| Prompt |
Use the entries below and reproduce exactly the lines from the one containing "task | put a marker on each instance of the dry" down to the one containing "x=192, y=85", both of them included.
Given data section start
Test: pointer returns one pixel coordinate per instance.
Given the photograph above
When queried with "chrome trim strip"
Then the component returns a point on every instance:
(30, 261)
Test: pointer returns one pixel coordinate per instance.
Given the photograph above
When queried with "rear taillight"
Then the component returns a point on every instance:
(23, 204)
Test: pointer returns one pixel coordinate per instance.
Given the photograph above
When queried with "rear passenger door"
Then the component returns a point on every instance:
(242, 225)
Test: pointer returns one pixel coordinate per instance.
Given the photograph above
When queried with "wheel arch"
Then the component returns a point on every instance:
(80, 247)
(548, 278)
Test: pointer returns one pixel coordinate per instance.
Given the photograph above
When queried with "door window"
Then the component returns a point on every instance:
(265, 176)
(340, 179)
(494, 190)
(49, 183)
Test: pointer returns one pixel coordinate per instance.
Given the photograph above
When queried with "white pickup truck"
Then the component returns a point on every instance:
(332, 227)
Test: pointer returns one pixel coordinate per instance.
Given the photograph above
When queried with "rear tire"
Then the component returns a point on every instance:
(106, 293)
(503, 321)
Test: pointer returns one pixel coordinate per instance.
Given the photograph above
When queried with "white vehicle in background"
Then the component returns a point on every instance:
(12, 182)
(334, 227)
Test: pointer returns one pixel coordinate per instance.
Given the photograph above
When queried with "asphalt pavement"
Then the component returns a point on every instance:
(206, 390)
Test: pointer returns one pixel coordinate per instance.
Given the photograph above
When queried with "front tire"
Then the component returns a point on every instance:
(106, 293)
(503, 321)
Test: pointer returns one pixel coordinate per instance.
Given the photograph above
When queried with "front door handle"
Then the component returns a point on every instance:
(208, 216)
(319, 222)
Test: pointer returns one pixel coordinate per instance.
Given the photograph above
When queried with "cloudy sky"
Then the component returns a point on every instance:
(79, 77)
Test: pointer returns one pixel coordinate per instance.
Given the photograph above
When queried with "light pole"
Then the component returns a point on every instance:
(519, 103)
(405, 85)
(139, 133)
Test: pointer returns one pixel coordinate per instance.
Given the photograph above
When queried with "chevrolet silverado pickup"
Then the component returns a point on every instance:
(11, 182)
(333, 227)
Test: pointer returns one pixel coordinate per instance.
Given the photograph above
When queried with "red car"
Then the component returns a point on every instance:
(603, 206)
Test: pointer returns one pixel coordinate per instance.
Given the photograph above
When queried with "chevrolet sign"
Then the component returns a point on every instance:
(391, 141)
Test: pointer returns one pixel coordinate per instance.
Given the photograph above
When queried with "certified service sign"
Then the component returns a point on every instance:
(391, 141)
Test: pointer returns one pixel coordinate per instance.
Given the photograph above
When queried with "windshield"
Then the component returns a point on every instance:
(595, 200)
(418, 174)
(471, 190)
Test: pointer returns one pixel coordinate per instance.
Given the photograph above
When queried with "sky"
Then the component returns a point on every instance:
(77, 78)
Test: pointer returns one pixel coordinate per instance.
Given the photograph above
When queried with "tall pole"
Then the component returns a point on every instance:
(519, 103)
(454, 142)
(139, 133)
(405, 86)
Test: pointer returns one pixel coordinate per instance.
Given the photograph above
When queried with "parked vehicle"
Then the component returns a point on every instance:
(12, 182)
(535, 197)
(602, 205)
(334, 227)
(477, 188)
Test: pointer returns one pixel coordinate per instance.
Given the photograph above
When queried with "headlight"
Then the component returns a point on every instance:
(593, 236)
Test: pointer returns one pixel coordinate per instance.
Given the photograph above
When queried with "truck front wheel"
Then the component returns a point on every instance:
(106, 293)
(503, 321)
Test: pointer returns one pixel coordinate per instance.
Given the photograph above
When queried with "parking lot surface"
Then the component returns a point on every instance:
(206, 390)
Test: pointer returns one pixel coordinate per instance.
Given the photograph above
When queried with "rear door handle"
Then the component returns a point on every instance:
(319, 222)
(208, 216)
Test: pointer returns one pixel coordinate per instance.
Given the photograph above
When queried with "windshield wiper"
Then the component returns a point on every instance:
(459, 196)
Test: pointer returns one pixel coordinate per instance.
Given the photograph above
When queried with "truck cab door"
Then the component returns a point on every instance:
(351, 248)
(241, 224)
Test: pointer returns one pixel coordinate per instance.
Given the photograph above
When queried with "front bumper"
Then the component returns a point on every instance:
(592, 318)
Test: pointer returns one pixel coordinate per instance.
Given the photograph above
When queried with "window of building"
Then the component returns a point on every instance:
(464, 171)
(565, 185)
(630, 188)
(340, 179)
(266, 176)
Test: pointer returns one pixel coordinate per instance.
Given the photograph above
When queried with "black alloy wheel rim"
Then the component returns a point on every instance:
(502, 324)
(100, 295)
Given data section end
Given data section start
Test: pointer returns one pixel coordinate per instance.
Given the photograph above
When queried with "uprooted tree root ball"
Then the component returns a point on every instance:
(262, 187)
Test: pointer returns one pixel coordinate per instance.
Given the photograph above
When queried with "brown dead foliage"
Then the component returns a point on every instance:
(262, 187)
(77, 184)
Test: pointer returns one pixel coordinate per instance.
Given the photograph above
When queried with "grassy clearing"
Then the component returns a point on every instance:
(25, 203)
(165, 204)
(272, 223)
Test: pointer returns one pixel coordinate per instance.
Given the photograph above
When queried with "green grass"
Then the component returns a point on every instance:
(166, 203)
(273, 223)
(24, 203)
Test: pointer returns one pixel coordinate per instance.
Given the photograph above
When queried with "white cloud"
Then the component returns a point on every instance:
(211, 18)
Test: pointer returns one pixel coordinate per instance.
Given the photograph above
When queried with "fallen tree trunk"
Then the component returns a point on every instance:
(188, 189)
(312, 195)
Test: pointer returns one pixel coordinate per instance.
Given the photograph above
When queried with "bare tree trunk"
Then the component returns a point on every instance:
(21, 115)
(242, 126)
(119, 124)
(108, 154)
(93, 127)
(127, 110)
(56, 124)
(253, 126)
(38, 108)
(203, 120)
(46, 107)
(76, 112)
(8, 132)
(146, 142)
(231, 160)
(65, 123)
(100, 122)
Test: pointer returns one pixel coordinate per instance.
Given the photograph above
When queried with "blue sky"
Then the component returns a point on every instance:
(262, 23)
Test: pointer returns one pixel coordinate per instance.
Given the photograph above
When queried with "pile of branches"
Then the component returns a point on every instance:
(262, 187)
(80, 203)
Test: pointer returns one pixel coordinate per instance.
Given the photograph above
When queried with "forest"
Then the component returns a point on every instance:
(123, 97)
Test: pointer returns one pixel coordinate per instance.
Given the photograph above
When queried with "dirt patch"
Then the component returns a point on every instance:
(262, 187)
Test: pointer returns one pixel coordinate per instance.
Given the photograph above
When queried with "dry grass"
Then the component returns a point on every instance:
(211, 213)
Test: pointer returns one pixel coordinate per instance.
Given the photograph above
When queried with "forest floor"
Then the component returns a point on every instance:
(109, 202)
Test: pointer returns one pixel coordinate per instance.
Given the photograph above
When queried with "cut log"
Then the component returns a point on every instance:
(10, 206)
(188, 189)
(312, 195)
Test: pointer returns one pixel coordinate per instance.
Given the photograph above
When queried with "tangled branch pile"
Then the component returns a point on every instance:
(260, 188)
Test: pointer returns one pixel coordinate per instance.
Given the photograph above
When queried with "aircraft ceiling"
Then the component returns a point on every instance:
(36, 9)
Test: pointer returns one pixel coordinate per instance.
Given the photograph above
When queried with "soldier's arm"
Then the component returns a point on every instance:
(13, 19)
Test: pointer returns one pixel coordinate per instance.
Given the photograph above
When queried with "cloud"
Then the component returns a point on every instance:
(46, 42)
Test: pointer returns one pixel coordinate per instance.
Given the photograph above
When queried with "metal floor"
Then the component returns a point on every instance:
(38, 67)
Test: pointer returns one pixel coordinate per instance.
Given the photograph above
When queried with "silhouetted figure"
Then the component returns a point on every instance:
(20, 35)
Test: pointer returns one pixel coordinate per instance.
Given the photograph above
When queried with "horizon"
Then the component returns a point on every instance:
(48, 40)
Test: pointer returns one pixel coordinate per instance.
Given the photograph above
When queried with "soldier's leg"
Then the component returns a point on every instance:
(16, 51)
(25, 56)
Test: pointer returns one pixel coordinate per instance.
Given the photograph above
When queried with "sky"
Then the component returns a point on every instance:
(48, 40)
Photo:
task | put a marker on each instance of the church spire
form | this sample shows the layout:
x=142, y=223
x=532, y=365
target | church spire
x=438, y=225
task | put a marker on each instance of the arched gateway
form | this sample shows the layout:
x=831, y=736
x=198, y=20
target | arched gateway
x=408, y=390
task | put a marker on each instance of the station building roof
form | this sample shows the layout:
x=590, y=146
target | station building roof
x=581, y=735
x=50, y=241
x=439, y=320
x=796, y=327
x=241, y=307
Given data section end
Given data section start
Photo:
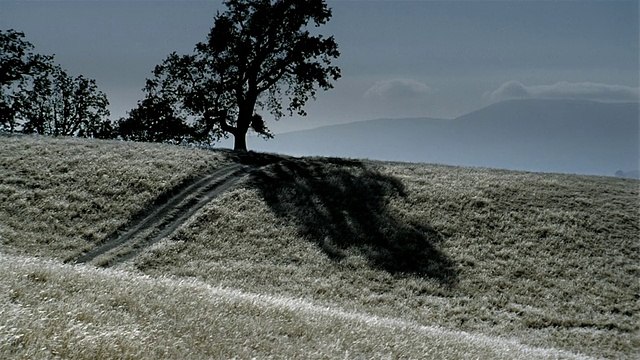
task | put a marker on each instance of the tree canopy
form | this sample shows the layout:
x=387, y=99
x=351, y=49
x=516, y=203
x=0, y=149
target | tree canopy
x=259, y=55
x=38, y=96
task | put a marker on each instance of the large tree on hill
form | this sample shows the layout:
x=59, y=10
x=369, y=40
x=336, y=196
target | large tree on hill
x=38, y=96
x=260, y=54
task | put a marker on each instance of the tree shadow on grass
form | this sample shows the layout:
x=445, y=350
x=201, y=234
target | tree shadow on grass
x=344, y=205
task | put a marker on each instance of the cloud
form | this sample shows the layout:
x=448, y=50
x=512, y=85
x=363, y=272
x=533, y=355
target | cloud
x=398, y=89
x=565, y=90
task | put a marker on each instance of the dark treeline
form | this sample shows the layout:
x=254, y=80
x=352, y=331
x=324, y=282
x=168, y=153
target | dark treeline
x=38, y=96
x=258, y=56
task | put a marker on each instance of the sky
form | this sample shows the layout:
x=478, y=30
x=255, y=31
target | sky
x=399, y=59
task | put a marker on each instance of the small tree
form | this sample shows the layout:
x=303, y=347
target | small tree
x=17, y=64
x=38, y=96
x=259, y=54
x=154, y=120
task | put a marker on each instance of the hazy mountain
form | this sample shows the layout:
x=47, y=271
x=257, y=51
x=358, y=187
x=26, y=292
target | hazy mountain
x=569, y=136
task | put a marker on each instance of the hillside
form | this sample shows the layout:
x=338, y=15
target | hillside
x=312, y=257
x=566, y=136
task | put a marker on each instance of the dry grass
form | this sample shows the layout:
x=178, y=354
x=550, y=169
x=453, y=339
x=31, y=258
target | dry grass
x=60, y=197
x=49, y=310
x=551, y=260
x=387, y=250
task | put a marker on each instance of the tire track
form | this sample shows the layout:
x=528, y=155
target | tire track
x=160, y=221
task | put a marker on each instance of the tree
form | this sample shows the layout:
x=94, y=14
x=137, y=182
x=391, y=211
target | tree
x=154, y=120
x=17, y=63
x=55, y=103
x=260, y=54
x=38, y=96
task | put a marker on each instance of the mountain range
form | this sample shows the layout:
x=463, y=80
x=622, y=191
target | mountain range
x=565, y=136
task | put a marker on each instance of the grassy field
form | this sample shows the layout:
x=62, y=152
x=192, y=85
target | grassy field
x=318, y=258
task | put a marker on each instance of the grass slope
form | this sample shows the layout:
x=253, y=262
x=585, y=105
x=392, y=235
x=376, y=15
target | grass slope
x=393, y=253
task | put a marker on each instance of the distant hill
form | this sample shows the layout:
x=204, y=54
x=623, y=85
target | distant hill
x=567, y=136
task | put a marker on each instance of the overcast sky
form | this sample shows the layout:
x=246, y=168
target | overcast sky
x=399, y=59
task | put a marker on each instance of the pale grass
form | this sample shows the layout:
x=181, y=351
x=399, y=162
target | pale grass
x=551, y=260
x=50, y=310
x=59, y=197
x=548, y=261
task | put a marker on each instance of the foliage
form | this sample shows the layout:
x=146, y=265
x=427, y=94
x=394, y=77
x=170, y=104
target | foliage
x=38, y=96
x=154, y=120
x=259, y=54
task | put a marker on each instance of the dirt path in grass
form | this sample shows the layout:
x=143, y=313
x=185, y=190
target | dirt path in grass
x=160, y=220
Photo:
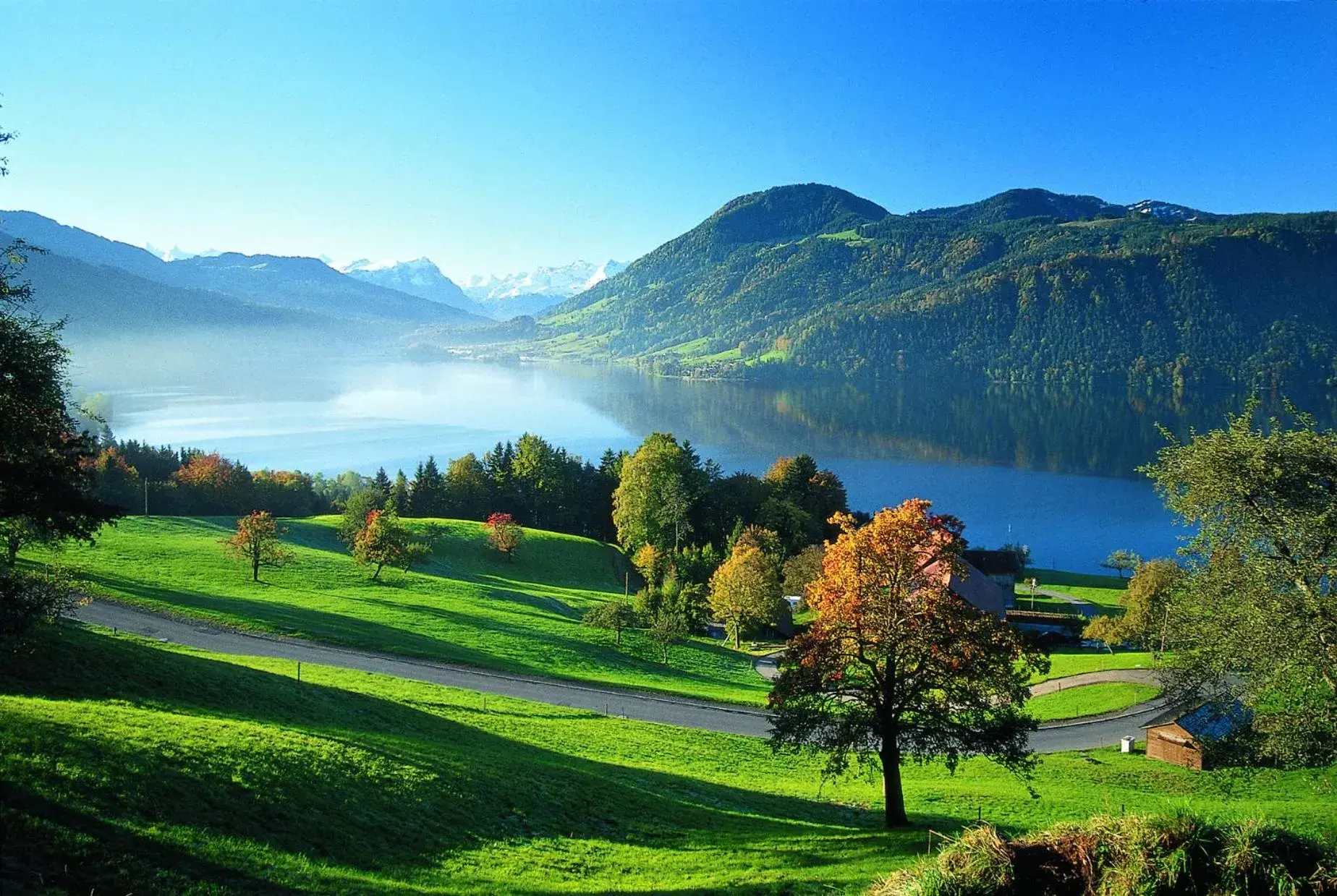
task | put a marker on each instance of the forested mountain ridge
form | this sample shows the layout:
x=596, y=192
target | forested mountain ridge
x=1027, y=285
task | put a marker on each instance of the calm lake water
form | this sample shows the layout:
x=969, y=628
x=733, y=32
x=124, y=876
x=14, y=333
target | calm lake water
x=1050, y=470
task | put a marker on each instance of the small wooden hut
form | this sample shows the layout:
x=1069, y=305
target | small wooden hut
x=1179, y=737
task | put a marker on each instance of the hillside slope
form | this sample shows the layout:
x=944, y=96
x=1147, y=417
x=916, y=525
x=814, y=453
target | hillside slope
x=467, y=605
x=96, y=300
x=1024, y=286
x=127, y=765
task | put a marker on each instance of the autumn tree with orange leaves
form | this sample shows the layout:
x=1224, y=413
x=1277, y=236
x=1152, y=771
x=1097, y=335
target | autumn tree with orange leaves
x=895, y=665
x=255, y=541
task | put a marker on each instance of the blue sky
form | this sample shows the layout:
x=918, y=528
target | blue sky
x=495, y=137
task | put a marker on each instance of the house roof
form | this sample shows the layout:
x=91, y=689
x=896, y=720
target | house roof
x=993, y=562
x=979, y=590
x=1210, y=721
Given data section end
| The completed task |
task | put a marker on each instance of the dry grass
form | this sample shows the layout:
x=178, y=354
x=550, y=169
x=453, y=339
x=31, y=258
target | dry grass
x=60, y=197
x=49, y=310
x=551, y=260
x=387, y=250
task | put a marker on each instance of the tire track
form | this sample shows the layout:
x=528, y=155
target | tire track
x=160, y=221
task | put a marker on each instance of the tree
form | this sample shows the layout:
x=94, y=14
x=137, y=182
x=391, y=211
target | tree
x=154, y=120
x=17, y=63
x=55, y=103
x=260, y=54
x=38, y=96
task | put a marker on each instance of the mountain range
form | this sample shows the layout:
x=463, y=80
x=622, y=191
target | mountain range
x=565, y=136
task | put a marker on each instance of the grassy field
form | this sample shows the layout:
x=62, y=152
x=192, y=85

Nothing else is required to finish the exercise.